#### WORK TO COMPLETE
a) Name every forum username that appears in the dog forum thread.
b) Carry on the dog forum thread from its last line.

-- start GIVEN TEXT --

I have 2, both do agility when 'mom' has the money & time to go, one works stock, the other plots to rule the world, lol. They LOVE hiking and exploring and are great dogs. I love the breed and would love another but my hubby is set on getting a Malinois as our next pup.

My pretty girl this week with the wind in her ears, lol. I tried to get them with them straight up but it didn't happen, lol






and my boy after stealing the squirrel from me because he was tired and wanted to quit playing fetch, lol...he goes hide on the back steps






And all of my loves, but I cut hubby out of the pic because he'd kick my butt from here to Sunday for showing his face on the internet


----------



## chandab (Feb 18, 2013)

circlesinthesand said:


> I have 2, both do agility when 'mom' has the money & time to go, one works stock, the other plots to rule the world, lol. They LOVE hiking and exploring and are great dogs. I love the breed and would love another but my hubby is set on getting a Malinois as our next pup.
> 
> My pretty girl this week with the wind in her ears, lol. I tried to get them with them straight up but it didn't happen, lol
> 
> ...


Beautiful dogs.

My hubby would probably do the same if I posted his pic.


----------



## JennyB (Feb 21, 2013)

-- end GIVEN TEXT --
-- start INFORMATION PROVIDED --

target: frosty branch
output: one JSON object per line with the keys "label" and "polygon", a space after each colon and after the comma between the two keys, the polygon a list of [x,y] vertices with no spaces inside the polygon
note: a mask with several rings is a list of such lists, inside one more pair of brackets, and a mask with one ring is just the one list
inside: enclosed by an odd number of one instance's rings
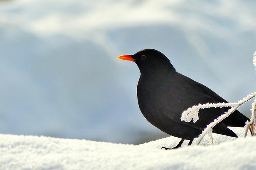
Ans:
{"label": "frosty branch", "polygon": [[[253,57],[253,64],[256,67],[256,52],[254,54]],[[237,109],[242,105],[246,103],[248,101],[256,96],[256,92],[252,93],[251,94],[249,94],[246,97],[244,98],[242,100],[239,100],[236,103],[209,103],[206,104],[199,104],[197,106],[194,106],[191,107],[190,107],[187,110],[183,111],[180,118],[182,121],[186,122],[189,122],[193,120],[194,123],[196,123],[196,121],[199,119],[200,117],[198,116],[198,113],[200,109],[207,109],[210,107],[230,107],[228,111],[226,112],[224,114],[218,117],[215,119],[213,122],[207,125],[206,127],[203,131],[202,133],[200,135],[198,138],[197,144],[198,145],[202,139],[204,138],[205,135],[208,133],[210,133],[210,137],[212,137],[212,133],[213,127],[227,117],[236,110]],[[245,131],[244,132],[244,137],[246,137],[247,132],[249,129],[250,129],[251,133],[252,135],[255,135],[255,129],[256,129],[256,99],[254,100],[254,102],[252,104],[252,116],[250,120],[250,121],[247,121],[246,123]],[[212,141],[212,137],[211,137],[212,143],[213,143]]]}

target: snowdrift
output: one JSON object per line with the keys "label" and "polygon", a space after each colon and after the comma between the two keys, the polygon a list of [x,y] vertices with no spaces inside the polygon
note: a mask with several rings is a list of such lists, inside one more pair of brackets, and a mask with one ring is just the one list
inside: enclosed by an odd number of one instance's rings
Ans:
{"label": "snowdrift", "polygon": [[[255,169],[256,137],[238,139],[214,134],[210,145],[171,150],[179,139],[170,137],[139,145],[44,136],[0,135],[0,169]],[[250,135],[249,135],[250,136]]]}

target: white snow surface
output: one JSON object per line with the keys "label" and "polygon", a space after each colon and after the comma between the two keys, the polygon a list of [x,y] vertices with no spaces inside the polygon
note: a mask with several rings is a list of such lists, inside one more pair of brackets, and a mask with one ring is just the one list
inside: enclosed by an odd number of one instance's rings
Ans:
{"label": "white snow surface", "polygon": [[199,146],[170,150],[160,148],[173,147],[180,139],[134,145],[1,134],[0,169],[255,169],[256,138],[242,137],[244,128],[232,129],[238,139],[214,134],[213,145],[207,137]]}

-- end INFORMATION PROVIDED --
-- start INFORMATION PROVIDED --

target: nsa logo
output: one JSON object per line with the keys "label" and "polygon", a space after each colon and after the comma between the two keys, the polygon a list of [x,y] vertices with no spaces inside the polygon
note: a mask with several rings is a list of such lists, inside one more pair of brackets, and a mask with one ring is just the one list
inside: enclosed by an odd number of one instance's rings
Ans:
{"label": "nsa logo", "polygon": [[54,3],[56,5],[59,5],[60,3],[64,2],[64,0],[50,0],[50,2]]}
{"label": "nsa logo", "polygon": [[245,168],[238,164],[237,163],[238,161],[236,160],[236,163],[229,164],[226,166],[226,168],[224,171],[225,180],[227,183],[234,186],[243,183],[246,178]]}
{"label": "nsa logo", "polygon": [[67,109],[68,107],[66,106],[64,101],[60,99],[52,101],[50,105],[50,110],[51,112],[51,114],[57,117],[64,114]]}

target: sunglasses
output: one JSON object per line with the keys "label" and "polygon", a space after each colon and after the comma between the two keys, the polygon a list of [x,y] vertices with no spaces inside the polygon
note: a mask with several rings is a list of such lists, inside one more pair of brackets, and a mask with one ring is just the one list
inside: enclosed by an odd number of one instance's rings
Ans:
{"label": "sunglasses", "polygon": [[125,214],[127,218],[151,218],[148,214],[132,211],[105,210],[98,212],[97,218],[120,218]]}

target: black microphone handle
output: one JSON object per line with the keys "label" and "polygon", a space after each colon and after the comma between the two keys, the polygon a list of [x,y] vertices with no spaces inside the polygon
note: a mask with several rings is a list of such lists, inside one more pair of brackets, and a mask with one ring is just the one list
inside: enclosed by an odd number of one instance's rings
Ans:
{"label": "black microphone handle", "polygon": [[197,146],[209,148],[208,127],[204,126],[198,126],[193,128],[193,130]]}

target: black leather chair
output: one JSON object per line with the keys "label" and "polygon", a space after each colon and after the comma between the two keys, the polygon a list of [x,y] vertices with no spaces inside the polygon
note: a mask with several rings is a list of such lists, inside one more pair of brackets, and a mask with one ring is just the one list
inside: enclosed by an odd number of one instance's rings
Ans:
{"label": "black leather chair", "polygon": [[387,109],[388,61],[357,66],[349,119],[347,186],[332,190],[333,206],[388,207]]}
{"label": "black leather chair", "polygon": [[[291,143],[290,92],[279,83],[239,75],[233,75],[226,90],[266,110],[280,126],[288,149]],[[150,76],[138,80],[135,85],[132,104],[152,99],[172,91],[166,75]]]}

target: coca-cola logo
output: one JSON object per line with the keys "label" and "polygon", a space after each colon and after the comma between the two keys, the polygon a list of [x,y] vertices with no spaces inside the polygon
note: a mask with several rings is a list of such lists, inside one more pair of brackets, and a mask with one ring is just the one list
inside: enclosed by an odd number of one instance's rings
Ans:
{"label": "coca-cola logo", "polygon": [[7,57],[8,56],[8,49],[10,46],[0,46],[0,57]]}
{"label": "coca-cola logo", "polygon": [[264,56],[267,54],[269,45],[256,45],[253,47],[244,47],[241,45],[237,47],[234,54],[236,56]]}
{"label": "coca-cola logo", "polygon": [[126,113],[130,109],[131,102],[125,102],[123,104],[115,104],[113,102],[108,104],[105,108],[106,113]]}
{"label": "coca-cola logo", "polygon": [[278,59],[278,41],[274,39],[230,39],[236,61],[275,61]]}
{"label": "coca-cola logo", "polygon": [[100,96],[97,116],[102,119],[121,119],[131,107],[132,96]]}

-- end INFORMATION PROVIDED --
-- start INFORMATION PROVIDED --

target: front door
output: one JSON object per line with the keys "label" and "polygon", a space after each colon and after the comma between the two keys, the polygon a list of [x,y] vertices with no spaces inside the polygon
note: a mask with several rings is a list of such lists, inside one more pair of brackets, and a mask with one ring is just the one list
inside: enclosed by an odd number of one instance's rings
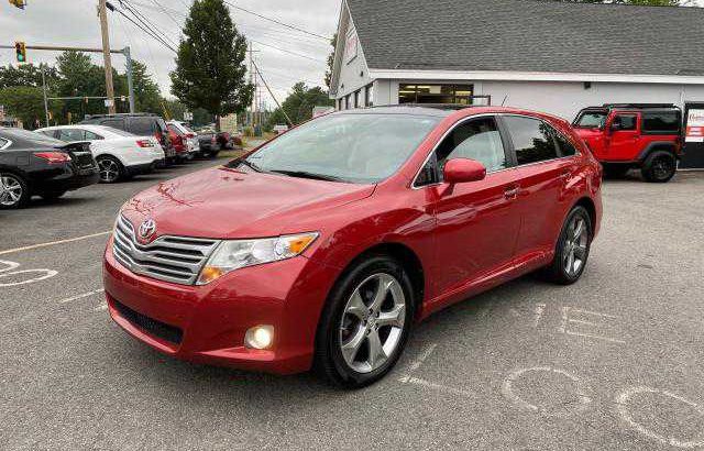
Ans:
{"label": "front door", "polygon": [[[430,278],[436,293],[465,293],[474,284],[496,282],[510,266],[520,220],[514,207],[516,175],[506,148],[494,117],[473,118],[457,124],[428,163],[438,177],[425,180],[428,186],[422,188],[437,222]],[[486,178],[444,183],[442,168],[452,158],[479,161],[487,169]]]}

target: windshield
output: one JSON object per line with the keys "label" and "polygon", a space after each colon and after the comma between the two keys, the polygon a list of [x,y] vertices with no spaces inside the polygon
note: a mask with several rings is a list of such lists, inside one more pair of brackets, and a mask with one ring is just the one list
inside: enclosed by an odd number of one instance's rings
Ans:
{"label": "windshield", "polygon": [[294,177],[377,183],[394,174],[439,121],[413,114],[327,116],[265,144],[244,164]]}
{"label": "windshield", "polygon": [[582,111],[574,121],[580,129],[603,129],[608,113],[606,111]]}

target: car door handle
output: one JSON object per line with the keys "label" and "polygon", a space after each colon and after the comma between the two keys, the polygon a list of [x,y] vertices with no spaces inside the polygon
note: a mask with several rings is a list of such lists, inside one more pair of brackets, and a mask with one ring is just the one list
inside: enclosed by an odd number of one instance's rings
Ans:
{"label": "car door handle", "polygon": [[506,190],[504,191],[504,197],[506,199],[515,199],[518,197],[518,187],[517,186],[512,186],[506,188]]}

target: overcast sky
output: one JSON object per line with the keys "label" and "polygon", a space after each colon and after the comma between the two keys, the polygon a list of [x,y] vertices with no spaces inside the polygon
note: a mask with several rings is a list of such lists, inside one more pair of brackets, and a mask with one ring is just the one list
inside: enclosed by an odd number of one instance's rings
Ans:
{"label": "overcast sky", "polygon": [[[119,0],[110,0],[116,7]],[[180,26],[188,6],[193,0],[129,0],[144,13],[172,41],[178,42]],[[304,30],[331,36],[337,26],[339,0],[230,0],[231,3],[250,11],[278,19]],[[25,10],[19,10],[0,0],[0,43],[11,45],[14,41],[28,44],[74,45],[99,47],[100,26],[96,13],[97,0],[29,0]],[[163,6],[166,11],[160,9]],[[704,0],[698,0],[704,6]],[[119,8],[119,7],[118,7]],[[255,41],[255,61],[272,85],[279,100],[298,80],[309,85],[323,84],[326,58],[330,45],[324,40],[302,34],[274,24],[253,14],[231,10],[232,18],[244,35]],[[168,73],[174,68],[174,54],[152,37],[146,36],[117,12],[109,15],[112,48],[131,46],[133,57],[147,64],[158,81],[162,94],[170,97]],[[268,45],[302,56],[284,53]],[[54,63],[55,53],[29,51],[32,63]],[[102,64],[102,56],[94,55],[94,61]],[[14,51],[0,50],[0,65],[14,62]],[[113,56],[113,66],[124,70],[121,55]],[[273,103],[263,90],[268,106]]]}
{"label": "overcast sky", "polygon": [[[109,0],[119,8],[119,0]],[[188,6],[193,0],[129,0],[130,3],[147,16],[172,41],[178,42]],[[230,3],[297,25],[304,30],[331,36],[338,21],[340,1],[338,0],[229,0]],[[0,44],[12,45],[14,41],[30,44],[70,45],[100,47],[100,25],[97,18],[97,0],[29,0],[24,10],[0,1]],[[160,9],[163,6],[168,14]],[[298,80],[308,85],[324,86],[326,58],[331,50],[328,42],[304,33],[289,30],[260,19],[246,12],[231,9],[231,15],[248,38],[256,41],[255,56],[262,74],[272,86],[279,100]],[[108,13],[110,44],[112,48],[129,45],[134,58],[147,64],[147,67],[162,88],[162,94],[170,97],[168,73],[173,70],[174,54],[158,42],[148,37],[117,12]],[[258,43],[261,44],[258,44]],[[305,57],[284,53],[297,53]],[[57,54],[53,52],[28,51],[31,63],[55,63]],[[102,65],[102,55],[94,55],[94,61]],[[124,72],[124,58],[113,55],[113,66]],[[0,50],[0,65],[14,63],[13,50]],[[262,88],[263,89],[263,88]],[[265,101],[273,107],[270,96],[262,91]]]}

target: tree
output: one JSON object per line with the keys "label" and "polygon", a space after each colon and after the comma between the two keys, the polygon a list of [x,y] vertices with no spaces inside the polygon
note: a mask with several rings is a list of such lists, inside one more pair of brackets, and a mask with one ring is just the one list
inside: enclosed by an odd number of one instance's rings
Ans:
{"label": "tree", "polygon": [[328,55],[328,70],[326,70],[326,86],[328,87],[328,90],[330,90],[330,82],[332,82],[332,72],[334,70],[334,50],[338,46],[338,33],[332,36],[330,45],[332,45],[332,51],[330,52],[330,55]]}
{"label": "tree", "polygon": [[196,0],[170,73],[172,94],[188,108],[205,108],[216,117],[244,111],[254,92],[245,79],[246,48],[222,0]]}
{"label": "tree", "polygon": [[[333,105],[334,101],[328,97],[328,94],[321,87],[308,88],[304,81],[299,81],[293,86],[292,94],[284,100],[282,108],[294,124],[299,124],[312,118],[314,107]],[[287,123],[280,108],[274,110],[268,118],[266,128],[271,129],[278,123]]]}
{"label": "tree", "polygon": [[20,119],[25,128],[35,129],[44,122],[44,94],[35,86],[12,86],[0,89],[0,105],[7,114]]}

-- end INFORMATION PROVIDED --

#### ANSWERS BELOW
a) circlesinthesand, chandab, JennyB

b)
My husband Mel raised standard Aussie's for 20-years and wouldn't think of getting another breed. I have also had one and they can be wonderful dogs, good with kids and fun to play with. Very smart and they love to talk in their very own special language. We still have one Aussie left and she is a 12-year-old and had many top puppies for Mel. They live a long time and are tough dogs. A breed that will be your best friend. Good luck with your new puppy




I love puppies, but we have decided that we are not going to get any more dogs after the 2 we have pass because it's just so darn heart-breaking to loose them............Expose her to everything, take her with you everywhere you go and throughly ENJOY her...she will LOVE you forever!





Many Blessings,

Jenny


----------



## HGFarm (Feb 26, 2013)

My first dog was half, and half Border Collie. What a wonderful dog he was! And yes, high energy but not to the point of 'no stop signs', LOL I had a purebred female for a while that was a great dog- great watch dog but a sweetheart with the family. I will be getting another this summer.... half Mini Aussie and half BC. I have a purebred BC now. Love them all!! Very smart, great companions, working dogs, family dogs and watch dogs.


----------



## Jenna (Feb 26, 2013)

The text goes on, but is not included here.